◆ **Exercise directions**: Every record below must come back exactly as given.

◆ **Information**:
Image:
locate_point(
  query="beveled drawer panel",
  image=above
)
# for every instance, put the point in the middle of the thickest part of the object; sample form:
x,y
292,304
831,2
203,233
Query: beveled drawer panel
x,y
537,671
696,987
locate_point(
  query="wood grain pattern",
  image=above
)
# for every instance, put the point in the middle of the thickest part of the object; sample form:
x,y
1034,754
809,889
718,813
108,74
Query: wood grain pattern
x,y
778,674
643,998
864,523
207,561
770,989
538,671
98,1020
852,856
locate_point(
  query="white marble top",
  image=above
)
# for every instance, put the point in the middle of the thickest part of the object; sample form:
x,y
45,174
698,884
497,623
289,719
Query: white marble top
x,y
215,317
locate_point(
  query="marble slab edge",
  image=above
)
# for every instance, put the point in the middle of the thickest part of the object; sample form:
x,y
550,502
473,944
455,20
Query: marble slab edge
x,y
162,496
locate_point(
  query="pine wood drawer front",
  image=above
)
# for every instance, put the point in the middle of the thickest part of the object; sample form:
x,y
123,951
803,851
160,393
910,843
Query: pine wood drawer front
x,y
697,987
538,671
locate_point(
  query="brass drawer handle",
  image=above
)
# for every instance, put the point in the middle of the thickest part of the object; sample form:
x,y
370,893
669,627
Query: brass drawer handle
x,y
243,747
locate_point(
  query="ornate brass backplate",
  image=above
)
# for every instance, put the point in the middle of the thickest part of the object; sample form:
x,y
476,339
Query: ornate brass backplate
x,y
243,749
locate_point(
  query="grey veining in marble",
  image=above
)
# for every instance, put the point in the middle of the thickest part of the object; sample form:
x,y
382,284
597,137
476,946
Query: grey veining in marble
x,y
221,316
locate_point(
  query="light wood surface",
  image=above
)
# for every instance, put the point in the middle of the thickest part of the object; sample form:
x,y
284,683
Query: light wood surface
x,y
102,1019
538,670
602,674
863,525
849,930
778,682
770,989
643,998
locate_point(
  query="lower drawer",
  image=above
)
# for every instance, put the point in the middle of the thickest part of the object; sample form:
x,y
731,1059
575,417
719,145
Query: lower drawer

◆ **Written answer**:
Image:
locate_point(
  query="beveled drawer panel",
  image=above
)
# for every instance, put the point in the middle of the thickest part of the object; sample form:
x,y
292,304
831,2
203,233
Query: beveled drawer panel
x,y
537,671
696,987
locate_point(
  query="wood grain pattern",
  image=above
)
# for every instance, put the point in the middle of the thickest part of the object; sample form:
x,y
1034,754
809,889
718,813
108,74
Query: wood grain pattern
x,y
778,674
643,998
864,523
207,561
770,989
538,671
98,1020
852,856
locate_point(
  query="white marble top",
  image=above
)
# for every instance, put the point in the middle of the thickest part of the object; sample form:
x,y
45,174
698,884
497,623
289,719
Query: white marble top
x,y
215,317
locate_point(
  query="marble slab edge",
  image=above
)
# for every instance, put the point in the middle of the thickest part of the object; sample form:
x,y
550,502
473,944
455,20
Query: marble slab edge
x,y
162,496
locate_point(
  query="pine wood drawer front",
  image=above
)
# for every instance, put the point in the middle of the thickest part of the object; sample form:
x,y
123,951
803,851
160,393
910,843
Query: pine wood drawer front
x,y
697,987
538,671
locate_point(
  query="brass drawer handle",
  image=above
)
# for every instance, put the point in the middle of the thickest part of the object; sample form:
x,y
370,893
669,627
Query: brass drawer handle
x,y
243,747
locate_point(
  query="ornate brass backplate",
  image=above
)
# for every instance, put the point in the middle of the thickest part of the object; sample form:
x,y
476,339
Query: ornate brass backplate
x,y
243,749
locate_point(
  query="grey veining in marble",
  image=above
)
# for every instance, put the point in the middle of the thickest part of the object; sample form:
x,y
382,284
597,137
476,946
Query: grey veining in marble
x,y
221,316
locate_point(
  query="light wood surface",
  image=above
)
# for every instance, put the point in the middle of the thickest part of the object; sample form:
x,y
284,683
Query: light wood surface
x,y
102,1019
538,670
602,674
863,525
849,930
778,682
770,989
643,998
locate_point(
  query="lower drawer",
  image=above
)
# for every instance, put the point in the middle of the thickest part of the object; sample form:
x,y
731,1059
575,417
719,145
Query: lower drawer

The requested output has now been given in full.